=== What is needed ===
Where a line of the entries holds the string "cabin", copy that line.

=== Supplied material ===
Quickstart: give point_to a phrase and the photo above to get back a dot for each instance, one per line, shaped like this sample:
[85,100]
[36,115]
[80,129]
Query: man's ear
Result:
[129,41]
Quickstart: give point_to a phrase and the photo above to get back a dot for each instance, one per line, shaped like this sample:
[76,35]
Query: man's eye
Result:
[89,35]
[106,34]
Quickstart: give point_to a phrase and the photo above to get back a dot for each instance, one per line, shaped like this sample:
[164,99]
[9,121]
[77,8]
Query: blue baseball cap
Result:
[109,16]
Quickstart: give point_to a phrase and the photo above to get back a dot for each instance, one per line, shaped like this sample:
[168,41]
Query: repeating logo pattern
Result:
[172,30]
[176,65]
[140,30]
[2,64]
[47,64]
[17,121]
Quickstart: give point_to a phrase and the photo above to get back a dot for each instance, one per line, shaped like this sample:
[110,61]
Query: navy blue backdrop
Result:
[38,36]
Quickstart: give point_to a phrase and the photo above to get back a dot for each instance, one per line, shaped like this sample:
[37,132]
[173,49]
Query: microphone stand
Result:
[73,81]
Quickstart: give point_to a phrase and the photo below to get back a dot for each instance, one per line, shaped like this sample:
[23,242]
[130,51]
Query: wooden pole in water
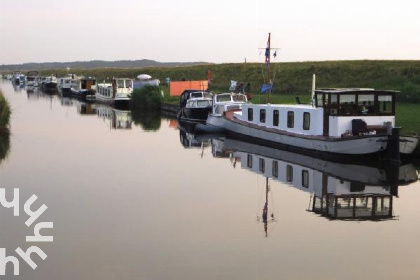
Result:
[267,60]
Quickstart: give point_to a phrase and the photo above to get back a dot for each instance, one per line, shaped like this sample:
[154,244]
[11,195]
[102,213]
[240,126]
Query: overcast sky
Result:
[212,30]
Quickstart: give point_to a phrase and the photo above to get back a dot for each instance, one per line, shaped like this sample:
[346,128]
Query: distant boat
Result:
[339,122]
[144,79]
[49,84]
[64,84]
[83,87]
[195,106]
[117,92]
[32,78]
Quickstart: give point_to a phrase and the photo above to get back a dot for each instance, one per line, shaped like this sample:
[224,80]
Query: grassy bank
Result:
[289,78]
[4,127]
[4,112]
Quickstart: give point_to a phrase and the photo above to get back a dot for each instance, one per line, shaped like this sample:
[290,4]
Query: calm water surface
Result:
[128,202]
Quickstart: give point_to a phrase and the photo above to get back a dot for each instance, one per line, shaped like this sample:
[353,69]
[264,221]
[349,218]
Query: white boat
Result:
[119,119]
[194,106]
[83,87]
[49,84]
[339,122]
[64,84]
[117,93]
[32,78]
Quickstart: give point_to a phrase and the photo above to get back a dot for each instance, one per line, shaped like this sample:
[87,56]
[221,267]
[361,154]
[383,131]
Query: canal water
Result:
[136,197]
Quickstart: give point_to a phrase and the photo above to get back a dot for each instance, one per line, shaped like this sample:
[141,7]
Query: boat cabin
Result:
[228,101]
[334,113]
[188,94]
[356,111]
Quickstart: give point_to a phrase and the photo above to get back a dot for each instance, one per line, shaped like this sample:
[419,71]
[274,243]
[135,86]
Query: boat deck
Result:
[230,116]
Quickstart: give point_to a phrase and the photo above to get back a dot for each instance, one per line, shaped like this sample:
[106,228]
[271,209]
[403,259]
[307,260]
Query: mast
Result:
[265,209]
[267,61]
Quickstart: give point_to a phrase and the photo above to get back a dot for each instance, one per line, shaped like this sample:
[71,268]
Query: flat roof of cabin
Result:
[352,90]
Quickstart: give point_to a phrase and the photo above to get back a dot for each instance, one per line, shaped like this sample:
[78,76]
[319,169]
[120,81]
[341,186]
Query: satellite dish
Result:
[144,77]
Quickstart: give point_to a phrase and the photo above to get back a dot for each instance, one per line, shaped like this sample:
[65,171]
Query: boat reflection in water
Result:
[120,119]
[338,191]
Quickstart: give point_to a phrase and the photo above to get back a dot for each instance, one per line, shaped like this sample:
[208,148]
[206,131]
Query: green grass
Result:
[4,112]
[4,127]
[408,117]
[289,78]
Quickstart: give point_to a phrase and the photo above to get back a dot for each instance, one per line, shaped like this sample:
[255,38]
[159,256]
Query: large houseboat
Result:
[117,92]
[337,190]
[339,122]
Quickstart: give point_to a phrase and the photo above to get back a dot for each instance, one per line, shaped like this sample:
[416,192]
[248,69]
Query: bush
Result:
[147,98]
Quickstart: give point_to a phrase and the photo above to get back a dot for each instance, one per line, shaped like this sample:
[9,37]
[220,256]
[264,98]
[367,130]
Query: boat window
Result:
[240,98]
[262,115]
[306,121]
[120,83]
[223,98]
[305,178]
[365,104]
[276,117]
[196,94]
[290,119]
[319,100]
[249,161]
[347,104]
[250,114]
[262,165]
[203,103]
[275,169]
[219,109]
[289,173]
[385,103]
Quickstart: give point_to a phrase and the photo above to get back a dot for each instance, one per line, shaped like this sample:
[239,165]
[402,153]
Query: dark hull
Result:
[49,87]
[81,93]
[121,104]
[195,114]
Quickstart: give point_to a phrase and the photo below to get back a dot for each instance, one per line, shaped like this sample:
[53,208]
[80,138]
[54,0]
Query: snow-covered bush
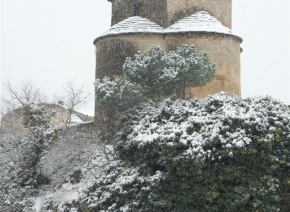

=== Result ===
Query: boat cabin
Query: flat roof of cabin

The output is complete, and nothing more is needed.